"""
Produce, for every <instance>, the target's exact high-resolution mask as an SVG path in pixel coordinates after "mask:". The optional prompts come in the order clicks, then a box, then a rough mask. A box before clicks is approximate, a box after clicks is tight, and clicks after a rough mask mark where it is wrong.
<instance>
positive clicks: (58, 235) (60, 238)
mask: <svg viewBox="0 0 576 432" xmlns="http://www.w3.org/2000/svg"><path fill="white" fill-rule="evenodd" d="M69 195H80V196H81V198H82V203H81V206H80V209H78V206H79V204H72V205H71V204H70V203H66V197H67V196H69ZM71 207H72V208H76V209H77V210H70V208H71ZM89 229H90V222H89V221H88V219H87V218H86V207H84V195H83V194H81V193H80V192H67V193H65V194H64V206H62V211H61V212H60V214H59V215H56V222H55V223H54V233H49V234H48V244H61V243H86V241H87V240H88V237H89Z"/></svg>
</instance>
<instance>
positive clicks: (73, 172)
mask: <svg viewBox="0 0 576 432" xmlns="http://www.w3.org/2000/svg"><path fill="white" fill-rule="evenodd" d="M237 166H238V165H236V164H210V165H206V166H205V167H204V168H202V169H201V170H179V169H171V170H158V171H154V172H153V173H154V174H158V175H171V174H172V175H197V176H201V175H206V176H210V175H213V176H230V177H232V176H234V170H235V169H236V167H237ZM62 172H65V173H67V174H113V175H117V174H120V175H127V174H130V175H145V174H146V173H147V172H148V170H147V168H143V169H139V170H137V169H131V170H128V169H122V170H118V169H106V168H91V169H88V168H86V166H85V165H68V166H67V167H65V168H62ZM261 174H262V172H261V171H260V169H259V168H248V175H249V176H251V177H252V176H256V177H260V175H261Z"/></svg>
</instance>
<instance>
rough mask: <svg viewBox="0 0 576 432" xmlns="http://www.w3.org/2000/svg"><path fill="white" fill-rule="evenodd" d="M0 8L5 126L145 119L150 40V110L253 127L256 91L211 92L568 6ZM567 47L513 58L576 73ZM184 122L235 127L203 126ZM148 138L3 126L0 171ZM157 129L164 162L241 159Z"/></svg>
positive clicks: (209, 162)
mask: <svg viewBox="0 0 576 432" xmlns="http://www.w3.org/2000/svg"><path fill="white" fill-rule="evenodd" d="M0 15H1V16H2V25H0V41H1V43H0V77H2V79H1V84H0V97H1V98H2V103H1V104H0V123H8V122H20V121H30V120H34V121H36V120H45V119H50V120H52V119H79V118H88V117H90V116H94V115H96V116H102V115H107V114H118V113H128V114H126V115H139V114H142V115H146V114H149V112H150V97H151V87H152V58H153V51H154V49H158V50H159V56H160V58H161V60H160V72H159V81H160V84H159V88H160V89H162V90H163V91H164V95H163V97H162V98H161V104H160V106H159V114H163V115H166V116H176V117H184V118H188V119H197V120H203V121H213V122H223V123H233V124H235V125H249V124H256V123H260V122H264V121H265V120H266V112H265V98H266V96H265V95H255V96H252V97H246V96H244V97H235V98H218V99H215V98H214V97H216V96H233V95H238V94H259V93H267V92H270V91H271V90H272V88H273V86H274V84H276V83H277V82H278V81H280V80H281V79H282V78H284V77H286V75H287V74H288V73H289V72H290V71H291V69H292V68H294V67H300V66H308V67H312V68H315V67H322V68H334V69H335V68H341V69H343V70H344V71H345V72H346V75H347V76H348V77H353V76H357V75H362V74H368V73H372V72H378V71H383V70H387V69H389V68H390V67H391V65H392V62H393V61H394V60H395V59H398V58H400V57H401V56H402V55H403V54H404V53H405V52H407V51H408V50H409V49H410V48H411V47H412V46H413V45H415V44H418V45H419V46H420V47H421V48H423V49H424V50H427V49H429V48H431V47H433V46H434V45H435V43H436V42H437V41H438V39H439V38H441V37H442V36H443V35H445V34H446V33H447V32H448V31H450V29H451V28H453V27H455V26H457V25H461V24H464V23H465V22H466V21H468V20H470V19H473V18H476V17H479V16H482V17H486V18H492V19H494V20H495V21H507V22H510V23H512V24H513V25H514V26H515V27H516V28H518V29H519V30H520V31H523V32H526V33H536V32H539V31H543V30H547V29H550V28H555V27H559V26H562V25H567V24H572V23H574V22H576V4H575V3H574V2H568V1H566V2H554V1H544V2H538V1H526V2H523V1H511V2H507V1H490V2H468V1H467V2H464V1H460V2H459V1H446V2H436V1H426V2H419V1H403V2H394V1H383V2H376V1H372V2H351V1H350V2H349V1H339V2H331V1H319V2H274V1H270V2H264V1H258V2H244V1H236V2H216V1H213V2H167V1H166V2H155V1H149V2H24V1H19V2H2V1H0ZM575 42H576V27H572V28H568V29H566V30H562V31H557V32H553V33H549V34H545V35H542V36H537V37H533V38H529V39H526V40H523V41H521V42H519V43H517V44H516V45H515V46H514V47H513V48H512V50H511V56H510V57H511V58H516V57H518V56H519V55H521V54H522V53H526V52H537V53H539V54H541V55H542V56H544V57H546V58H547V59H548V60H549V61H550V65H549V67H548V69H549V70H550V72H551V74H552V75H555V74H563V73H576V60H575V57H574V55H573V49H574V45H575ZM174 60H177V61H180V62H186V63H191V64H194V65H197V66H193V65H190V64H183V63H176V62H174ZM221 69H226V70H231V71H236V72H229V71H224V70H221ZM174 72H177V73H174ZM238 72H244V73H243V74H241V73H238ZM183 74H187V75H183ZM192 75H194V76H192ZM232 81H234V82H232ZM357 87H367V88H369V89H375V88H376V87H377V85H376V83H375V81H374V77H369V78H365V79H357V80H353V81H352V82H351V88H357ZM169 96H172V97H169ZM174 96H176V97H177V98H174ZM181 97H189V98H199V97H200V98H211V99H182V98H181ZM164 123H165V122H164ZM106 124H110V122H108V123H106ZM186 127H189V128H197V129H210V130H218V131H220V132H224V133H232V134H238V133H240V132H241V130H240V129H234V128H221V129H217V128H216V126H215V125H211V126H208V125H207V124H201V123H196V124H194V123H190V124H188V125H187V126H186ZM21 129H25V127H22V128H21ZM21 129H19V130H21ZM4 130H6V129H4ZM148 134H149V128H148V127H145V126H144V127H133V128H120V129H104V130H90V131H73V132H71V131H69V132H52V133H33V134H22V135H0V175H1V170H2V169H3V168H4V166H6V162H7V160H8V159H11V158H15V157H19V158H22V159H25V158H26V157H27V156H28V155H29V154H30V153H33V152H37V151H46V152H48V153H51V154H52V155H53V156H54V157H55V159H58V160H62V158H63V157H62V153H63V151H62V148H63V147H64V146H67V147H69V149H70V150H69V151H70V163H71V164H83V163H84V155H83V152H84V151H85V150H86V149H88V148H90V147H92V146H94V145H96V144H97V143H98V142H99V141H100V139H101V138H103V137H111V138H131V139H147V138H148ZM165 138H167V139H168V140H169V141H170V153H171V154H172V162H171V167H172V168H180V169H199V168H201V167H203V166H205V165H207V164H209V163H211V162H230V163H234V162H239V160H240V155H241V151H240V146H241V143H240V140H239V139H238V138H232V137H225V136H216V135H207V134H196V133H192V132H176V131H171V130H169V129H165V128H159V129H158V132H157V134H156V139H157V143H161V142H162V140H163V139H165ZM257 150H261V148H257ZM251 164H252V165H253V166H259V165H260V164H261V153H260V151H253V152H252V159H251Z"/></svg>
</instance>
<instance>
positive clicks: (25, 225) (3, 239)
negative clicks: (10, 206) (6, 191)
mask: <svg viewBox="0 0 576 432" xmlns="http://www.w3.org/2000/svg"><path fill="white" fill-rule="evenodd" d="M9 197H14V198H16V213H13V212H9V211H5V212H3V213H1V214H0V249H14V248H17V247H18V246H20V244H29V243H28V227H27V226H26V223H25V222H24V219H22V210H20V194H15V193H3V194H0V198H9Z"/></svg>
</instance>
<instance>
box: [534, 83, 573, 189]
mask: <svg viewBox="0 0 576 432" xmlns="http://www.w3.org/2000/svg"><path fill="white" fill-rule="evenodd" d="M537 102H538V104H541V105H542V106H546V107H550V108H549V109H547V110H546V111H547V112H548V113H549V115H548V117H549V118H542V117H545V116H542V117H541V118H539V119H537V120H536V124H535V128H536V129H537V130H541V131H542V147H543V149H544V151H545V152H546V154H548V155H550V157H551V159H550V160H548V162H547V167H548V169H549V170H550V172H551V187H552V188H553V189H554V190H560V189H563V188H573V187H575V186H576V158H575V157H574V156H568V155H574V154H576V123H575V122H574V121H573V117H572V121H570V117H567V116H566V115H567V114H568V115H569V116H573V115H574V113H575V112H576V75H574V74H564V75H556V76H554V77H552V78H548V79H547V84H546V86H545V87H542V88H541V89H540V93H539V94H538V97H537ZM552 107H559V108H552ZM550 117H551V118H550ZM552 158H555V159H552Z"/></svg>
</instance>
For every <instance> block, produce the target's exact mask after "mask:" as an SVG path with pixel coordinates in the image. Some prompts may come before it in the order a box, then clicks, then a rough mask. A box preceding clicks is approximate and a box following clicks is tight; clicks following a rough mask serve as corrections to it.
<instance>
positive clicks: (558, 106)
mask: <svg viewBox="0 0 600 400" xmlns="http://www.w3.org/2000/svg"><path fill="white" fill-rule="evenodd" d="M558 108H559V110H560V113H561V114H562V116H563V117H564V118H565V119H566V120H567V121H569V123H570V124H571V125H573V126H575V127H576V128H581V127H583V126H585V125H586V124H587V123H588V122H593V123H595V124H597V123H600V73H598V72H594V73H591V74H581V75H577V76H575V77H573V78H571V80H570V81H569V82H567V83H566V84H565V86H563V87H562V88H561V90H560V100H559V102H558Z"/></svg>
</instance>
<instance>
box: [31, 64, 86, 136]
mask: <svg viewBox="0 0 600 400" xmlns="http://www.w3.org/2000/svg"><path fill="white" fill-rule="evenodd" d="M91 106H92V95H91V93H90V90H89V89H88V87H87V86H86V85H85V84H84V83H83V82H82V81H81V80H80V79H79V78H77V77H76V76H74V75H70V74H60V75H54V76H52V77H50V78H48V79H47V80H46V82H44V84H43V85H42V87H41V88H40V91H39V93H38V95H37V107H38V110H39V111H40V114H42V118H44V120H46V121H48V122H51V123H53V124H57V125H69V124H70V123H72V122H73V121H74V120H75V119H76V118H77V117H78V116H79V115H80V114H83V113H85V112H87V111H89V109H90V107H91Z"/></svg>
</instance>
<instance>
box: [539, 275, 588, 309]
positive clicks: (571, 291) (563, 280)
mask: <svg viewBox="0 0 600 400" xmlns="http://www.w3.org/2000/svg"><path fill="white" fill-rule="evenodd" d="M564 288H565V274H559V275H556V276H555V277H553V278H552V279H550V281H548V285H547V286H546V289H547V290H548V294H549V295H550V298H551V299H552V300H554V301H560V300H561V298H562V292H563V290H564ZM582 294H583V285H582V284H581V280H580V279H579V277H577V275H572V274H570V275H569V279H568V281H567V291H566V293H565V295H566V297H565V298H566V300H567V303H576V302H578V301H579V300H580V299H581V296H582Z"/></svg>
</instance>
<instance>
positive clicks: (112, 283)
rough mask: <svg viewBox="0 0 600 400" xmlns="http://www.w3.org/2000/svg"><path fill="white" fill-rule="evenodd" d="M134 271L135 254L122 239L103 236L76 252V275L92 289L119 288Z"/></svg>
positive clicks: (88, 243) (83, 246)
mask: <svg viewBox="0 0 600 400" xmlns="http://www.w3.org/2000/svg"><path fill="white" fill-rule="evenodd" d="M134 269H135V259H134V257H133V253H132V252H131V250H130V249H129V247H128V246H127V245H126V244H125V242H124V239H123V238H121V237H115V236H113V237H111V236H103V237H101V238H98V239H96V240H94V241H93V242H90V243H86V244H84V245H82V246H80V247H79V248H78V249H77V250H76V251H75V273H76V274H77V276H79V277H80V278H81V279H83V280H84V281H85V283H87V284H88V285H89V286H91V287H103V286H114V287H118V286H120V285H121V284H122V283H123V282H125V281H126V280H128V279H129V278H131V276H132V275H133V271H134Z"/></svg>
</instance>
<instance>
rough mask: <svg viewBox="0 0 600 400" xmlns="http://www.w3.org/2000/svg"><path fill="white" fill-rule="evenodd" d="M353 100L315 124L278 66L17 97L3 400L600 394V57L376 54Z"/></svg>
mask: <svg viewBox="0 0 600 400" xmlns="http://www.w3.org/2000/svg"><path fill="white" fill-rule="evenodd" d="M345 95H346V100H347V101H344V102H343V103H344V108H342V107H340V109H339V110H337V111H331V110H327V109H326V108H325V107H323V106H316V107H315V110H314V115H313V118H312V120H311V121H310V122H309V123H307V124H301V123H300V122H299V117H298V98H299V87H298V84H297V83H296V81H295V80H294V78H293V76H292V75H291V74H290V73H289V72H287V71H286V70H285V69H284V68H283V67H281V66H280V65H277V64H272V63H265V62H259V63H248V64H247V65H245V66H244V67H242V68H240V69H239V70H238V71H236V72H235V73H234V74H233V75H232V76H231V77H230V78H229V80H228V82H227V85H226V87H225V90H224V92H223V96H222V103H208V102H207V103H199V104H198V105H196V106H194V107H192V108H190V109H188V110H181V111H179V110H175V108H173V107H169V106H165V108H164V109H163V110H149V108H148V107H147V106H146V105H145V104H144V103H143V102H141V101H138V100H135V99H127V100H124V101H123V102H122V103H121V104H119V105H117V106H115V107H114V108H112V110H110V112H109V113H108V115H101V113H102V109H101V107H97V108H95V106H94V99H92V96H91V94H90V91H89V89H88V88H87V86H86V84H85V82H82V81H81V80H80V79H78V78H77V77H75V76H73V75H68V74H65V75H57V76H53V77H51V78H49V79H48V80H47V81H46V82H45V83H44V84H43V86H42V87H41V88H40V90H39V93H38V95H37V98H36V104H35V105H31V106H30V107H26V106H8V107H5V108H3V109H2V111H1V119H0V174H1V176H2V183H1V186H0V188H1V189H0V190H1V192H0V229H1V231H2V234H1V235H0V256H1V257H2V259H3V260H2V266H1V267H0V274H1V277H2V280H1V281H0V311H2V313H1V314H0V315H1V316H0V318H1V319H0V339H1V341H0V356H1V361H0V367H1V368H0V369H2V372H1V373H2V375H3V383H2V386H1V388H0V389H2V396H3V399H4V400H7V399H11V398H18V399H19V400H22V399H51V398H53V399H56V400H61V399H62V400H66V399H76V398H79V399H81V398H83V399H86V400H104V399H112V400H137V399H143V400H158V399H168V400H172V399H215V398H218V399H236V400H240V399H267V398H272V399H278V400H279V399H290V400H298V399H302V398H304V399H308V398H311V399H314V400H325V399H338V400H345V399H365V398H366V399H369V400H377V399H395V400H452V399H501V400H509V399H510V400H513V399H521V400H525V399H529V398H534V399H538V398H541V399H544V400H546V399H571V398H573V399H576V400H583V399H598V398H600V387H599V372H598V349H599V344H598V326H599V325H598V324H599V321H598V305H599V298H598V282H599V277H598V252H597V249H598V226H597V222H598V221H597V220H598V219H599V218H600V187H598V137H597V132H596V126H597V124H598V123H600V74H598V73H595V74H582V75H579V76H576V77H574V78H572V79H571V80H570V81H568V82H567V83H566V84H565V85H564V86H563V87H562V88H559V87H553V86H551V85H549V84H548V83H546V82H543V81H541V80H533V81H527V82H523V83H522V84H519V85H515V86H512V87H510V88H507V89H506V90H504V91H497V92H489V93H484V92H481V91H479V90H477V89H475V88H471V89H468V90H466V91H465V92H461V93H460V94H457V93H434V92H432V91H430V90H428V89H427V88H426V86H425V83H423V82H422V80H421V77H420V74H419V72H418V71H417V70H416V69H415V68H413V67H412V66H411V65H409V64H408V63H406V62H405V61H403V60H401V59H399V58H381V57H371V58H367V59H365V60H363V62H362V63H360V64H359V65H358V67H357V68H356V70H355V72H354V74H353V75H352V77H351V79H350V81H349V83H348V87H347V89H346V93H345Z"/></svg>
"""
• _Task brief_
Starting with the first line of the material and going on through the line with "positive clicks: (58, 235) (60, 238)", swap "exact" for "precise". Write those lines out again with nothing else changed.

• _Output below_
Produce, for every <instance>, the target's precise high-resolution mask as an SVG path in pixel coordinates after "mask:". The optional prompts come in the order clicks, then a box, then a rough mask. A box before clicks is approximate, a box after clicks is tight, and clicks after a rough mask mark where it is wrong.
<instance>
positive clicks: (58, 235) (60, 238)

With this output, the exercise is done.